The problem:
Your answer must be the full listing below, repeated exactly.

Excerpted records:
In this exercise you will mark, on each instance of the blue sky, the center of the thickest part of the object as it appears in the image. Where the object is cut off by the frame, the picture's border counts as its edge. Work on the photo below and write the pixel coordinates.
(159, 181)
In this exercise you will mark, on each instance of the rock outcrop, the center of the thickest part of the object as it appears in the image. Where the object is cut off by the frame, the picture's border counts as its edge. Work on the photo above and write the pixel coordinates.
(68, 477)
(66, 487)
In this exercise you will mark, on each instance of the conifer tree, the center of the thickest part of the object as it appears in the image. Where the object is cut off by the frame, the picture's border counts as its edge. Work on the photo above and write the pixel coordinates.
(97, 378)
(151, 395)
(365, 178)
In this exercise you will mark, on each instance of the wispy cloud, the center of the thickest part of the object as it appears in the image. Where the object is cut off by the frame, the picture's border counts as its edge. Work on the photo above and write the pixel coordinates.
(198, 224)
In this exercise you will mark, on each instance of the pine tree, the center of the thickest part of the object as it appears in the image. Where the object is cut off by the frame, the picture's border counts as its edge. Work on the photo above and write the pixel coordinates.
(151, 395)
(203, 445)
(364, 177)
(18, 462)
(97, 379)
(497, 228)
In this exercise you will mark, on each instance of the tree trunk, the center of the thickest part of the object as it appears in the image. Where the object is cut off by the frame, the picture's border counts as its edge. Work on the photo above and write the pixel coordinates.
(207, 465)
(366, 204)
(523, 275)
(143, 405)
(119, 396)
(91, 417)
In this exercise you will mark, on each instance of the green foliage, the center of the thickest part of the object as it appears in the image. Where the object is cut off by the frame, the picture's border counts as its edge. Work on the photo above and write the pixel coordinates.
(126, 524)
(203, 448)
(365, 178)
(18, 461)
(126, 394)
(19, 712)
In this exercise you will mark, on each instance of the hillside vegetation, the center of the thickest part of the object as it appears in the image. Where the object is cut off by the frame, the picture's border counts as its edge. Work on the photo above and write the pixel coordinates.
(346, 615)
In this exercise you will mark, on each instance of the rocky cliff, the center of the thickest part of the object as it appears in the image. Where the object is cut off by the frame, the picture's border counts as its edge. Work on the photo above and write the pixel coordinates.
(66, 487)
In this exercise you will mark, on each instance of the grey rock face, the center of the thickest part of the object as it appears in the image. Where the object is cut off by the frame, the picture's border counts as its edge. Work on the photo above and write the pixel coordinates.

Result:
In this exercise you will mark, on each instance of the blue sky, the center of the thickest part of the object as it appears in the image. Where the object is cut off by the frame, the picture's border counts as its edge. Work on the photo below and write the pixel coordinates.
(159, 181)
In this exercise you will mark, on each instance of the rock outcrop, the center of the thickest part of the object as it appears in the image. Where the object is cut off by the frame, the picture's border counts as its edge. Work on the photo above and write the pixel coordinates.
(68, 477)
(66, 487)
In this exercise you will mark, on each instance of the conifer tree, the center of the thickest part of the object as it appears in the image. Where the object is cut off by the frame, the picture's border counts as its edge. Work on the photo above and write the pixel coordinates.
(97, 378)
(151, 395)
(365, 178)
In this exercise you will mark, on each instance of the wispy cloud, the center of the thickest part of the object as it appears in the image. Where the object is cut off by the frame, the picture's border counts as its edge. Work on the photo above and write the pixel coordinates.
(198, 224)
In this exercise you will mark, on each instance of the pine tree, the center of the thickest part of the object as it appears in the image. Where the object is cut off by the frame, the picture's border counts as its edge. Work on the photo above and write the pixel coordinates.
(151, 395)
(203, 445)
(364, 177)
(18, 462)
(97, 379)
(497, 228)
In this exercise you will mark, on each instance of the tree trunk, the center of the thickest part of the object as it appears in the image. Where the object is cut off by the frame, the picture's border counts as its edge. Work on the photo above and write the pixel coordinates.
(207, 465)
(366, 204)
(523, 275)
(143, 405)
(119, 396)
(91, 417)
In this exercise you will mark, on each instance of the green foliage, the center of the thickest part of the object as it appears in the image. Where the object is cut off by the frame, the picture's border counts as its edge. Work on the photo above and write the pixel coordinates.
(126, 524)
(203, 448)
(365, 178)
(18, 461)
(126, 394)
(19, 712)
In this exercise you will mark, on each instance of the hillside vegetation, the center of the thickest part of the object as it appears in the image. Where the object is cut off by the frame, the picture's border counts as its edge. Work on the photo above and write the pixel coordinates.
(346, 615)
In this exercise you will mark, on each instance of the rocky cliff, the center of the thickest part of the object as it appears in the image. Where the object is cut off by the frame, the picture's border counts as its edge. Work on the photo above and write the pixel coordinates.
(66, 487)
In this exercise you will mark, on each instance of the grey rock face, the center of the thickest part of the object as it appears in the image. Where the object is cut off by the frame, the picture's border counts as its edge. Work on the photo above and write the pixel coordinates.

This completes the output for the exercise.